▸ **EXERCISE DETAILS**
Quote each line of the items below word for word, leaving out the pictures.

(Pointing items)
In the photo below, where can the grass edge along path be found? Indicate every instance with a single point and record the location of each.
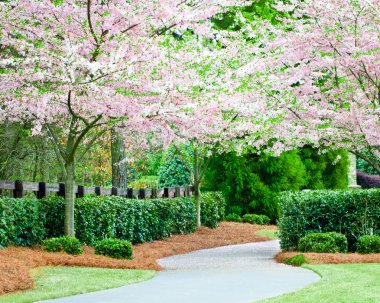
(74, 281)
(340, 283)
(16, 262)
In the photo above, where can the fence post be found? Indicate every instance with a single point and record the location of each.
(130, 193)
(98, 191)
(154, 193)
(177, 192)
(41, 190)
(142, 193)
(18, 192)
(62, 190)
(80, 193)
(187, 191)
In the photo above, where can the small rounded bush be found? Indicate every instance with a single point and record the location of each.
(297, 260)
(368, 245)
(114, 248)
(323, 243)
(233, 218)
(69, 245)
(256, 219)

▸ **WRITTEN SOLUTION**
In the photo below, where can the grass edge along path be found? Indicate every instance with a single point and record the location of each.
(74, 281)
(340, 283)
(16, 262)
In the photo above, where can the fence post be found? Indicate every instance with a single point and record the location of each.
(130, 193)
(98, 191)
(154, 193)
(177, 192)
(41, 190)
(142, 193)
(18, 192)
(62, 190)
(80, 193)
(187, 191)
In the photo above, where can the small rounded bush be found? Indicate every instance with a single point and record the location of each.
(297, 260)
(368, 245)
(114, 248)
(323, 243)
(233, 218)
(69, 245)
(256, 219)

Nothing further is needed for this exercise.